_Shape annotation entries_
-- BEGIN --

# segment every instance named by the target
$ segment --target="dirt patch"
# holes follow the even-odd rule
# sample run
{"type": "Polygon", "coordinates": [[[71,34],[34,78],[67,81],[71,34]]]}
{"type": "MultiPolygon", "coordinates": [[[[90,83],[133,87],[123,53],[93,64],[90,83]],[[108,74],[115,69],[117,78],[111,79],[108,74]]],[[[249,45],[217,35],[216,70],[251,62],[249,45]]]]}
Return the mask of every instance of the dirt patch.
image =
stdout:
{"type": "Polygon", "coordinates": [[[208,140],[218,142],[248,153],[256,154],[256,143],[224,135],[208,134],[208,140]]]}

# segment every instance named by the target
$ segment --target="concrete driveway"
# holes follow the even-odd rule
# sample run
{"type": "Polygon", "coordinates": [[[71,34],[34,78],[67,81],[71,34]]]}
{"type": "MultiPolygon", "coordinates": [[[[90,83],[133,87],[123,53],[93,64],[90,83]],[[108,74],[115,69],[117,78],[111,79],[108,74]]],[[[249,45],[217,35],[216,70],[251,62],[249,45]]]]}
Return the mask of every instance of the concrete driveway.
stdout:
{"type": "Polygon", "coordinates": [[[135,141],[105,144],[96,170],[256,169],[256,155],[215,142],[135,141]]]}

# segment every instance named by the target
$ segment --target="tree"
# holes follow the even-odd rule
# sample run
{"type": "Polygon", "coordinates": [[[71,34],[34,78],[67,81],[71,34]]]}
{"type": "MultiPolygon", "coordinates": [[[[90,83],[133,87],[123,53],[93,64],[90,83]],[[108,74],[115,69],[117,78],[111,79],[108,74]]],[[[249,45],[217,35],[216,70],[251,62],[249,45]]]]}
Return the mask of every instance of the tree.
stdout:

-- END --

_What you need to do_
Copy each line of the data above that contains the string "concrete". Case matters.

_Full response_
$ segment --target="concrete driveway"
Return the mask of every instance of the concrete driveway.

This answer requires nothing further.